DEINE AUFGABE –
Schreibe den Text über die medizinische Versorgung von Menschen mit Behinderung bitte im Anschluss an seinen letzten Satz weiter.

VORLIEGENDER TEXT –
---------------

Nötig ist, dass die Zusammenhänge zwischen Behinderung und Krankheit bereits in der Aus-, Fort- und Weiterbildung und im Studium der verschiedenen Gesundheitsprofessionen thematisiert werden. Besonders betroffen sind Patient(inn)en mit Mehrfachbehinderungen und kognitiven Beeinträchtigungen, die in ihrer Kommunikationsfähigkeit eingeschränkt sind und/oder herausfordernde Verhaltensweisen zeigen. Selbst einfache Untersuchungen können bei ihnen mehr Zeit, spezielle Begleitung und fachliche Kenntnisse benötigen.
Deshalb müssen Voraussetzungen für eine bessere verbale und nonverbale Kommunikation zwischen den Mitarbeiter(inne)n in den Gesundheitseinrichtungen und Patient(inn)en mit Behinderung geschaffen und vorgehalten werden. Die Vergütung für diese Leistungen in Krankenhäusern und im ambulanten Bereich muss an die Vorhaltung von entsprechend qualifiziertem Personal und den behinderungsbedingten Mehraufwand angepasst werden.
Krankenhäuser sollten grundlegende Verfahren zur Aufnahme, Behandlung und Entlassung von Menschen mit Behinderung festlegen. Bereits vor der Aufnahme ins Krankenhaus sollten - gegebenenfalls durch einen Besuch zu Hause - die besonderen Bedarfe und Voraussetzungen für die Behandlung abgeklärt werden.
Insbesondere für Medikamente und Heilmittel, auf die Menschen mit Behinderung oftmals vermehrt angewiesen sind, müssen die Budgets der Ärzte in der ambulanten Versorgung erweiterungsfähig sein. Die Ärzte müssen zudem auf die Möglichkeit hingewiesen werden, den behinderungsbedingten Mehraufwand auch als Praxisbesonderheit geltend machen zu können.

---------------

AUFGELISTETE ZEILEN –

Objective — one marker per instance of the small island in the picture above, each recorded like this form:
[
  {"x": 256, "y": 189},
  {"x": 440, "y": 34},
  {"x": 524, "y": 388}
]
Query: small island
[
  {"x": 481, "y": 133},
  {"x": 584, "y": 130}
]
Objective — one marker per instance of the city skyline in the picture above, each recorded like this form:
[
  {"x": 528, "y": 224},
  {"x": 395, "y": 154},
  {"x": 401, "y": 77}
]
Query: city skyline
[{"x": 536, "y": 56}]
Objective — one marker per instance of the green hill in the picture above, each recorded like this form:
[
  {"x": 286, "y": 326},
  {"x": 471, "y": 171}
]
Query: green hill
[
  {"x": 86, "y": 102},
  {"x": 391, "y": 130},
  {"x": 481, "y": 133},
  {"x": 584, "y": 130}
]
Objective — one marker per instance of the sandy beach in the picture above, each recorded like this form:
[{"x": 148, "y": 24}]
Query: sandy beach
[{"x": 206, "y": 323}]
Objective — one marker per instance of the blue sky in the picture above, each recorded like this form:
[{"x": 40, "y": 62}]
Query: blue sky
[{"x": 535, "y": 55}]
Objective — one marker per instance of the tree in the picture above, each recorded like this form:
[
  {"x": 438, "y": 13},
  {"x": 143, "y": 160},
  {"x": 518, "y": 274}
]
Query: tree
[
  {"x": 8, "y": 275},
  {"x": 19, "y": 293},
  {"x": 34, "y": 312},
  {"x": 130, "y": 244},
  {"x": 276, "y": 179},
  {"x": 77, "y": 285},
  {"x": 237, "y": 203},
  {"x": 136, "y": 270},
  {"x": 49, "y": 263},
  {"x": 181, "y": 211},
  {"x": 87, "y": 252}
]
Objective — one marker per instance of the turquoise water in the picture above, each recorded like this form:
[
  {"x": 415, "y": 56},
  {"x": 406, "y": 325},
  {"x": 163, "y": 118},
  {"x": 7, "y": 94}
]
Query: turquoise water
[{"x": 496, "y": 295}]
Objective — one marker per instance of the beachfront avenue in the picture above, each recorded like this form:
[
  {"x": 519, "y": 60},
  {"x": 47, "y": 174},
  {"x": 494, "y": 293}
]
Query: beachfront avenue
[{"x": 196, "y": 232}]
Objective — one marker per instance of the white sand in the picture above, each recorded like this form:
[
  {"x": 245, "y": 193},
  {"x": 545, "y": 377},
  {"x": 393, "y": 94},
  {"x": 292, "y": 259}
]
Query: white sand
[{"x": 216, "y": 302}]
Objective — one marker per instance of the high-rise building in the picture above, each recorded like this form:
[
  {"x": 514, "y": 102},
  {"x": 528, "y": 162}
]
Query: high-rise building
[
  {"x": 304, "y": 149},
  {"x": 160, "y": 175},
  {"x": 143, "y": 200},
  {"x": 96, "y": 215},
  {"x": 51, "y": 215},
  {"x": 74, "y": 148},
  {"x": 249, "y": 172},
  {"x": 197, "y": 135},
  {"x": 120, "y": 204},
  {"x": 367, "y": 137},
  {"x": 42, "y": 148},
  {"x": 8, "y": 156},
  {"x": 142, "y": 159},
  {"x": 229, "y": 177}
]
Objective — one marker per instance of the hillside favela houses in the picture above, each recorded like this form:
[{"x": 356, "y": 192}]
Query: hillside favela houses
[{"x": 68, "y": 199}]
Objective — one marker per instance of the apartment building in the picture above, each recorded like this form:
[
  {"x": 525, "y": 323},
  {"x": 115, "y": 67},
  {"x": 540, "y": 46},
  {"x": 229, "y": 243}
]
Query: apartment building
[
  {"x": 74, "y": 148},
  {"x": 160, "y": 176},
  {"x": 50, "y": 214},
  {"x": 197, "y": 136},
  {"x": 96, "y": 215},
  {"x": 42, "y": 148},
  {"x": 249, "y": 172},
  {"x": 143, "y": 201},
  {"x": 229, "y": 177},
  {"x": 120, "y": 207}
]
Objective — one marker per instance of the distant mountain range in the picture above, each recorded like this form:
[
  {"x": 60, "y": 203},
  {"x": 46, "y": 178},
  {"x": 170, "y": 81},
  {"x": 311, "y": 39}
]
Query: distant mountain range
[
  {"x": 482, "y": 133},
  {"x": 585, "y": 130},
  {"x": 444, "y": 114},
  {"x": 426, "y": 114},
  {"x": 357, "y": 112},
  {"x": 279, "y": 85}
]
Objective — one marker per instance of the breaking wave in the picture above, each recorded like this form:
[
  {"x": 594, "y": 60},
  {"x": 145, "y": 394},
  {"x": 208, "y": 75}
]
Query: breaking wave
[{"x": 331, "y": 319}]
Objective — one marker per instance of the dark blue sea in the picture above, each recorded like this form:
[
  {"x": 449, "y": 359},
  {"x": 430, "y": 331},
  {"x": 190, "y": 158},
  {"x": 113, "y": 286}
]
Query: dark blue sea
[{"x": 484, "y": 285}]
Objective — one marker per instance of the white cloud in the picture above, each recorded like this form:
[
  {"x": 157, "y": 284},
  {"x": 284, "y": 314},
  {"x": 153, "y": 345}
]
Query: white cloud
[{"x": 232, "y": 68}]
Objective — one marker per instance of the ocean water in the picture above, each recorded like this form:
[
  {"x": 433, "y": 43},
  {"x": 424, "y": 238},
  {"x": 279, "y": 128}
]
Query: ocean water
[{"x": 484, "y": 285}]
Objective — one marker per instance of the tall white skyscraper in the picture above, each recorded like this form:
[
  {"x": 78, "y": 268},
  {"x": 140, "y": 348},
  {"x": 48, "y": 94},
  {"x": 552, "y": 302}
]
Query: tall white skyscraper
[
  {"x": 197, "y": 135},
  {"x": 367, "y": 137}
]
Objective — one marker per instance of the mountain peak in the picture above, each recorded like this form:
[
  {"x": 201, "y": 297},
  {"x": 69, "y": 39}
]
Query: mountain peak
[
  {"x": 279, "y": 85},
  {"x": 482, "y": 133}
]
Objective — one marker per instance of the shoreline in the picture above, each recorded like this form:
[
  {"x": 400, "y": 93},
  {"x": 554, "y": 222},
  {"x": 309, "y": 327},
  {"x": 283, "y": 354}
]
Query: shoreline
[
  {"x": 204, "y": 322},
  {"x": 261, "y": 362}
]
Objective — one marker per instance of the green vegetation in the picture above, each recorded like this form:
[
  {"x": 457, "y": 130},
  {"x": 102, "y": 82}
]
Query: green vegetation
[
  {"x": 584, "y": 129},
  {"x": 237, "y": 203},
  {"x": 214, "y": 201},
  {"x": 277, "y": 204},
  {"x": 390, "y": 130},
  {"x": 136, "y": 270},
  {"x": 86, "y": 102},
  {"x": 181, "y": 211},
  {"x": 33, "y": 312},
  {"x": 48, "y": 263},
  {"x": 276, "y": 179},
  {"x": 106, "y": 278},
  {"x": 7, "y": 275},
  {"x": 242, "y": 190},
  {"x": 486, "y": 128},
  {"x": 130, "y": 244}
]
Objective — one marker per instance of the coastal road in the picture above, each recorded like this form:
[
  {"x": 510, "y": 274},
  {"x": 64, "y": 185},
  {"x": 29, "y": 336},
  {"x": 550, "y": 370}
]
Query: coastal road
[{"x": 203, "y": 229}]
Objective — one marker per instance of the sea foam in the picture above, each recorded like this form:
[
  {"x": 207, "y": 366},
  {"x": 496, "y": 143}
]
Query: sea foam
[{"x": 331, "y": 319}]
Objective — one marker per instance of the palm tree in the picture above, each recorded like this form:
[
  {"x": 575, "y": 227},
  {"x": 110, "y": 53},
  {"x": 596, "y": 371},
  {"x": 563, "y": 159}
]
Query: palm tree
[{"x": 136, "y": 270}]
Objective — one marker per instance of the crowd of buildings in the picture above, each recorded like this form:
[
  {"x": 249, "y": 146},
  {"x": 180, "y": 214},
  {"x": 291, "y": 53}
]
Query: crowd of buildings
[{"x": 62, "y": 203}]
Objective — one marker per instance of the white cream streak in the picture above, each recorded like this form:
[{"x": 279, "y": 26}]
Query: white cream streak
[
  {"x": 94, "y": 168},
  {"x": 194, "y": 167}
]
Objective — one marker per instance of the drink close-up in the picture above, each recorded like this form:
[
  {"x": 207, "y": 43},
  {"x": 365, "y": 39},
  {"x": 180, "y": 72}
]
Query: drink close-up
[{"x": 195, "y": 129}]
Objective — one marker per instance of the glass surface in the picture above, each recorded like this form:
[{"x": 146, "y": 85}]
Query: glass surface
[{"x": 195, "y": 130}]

---------------

ANTWORT –
Für eine erfolgreiche Diagnostik und Behandlung bei Menschen mit Behinderung ist es zudem wichtig, dass Angehörige und Bezugspersonen einbezogen werden, insbesondere wenn es um die Zustimmung zu bestimmten Behandlungsmethoden wie etwa Operationen geht. Wenn es medizinisch geboten ist, sollten Menschen mit Behinderung oder Demenz nicht nur Assistenzpersonen, die sie selbst bezahlen, sondern auch andere vertraute Assistenzpersonen ins Krankenhaus und in die Vorsorge- und Rehabilitationseinrichtung mitnehmen können.
Um die Versorgung von Menschen mit Behinderung zu optimieren, müssen außerdem die Dienste und Einrichtungen des Gesundheitssystems inklusive der Heilmittelerbringer, der Hilfsmittelversorgung, der Sanitätshäuser und Apotheken besser zusammenarbeiten. Für bestimmte Erkrankungen oder Behinderungen wie beispielweise Epilepsie ist deshalb auch die Schaffung überregionaler Kompetenzzentren zu prüfen.
Fristen für Hilfemaßnahmen festlegen
Auch Jugendliche mit Suchtproblemen zählen zu den Gruppen mit erschwertem Zugang zu adäquater Gesundheitsversorgung. Um ihnen helfen zu können, muss die kommunale Hilfeplanung besser koordiniert werden. Die Jugendlichen haben vielfach nicht nur in diesem Bereich Probleme. Häufig haben sie zu Hause Gewalt erfahren. Ihre Eltern sind oft mit der Erziehung überfordert und haben selbst Probleme mit Suchtmitteln. Daher sind schnelle und fachlich fundierte Entscheidungsprozesse notwendig, bei denen die Akteure unterschiedlicher Hilfesysteme effektiv und zielgerichtet zusammenarbeiten. Leider gibt es oft schon bei der Frage der Zuständigkeit keine Klarheit, was den Hilfeprozess verzögert.
Deshalb ist die Entwicklung von Steuerungs- und Entscheidungsinstrumenten zur fachlichen Indikationsstellung notwendig, damit, ungeachtet der tatsächlichen Leistungszuständigkeit, schnell geholfen werden kann. Es ist nötig, Fristen festzulegen: etwa sechs Wochen, innerhalb derer eine Entscheidung über eine Hilfemaßnahme getroffen sein sollte.
Anmerkung
1. Weitere Personengruppen und Lebenslagen mit eingeschränktem Zugang zur Gesundheitsversorgung finden sich in den Sozialpolitischen Positionen des DCV zur Kampagne 2012 "Armut macht krank" (s. neue caritas Heft 4/2012, S.33 ff. und www.caritas.de/kampagne2012/forderungen).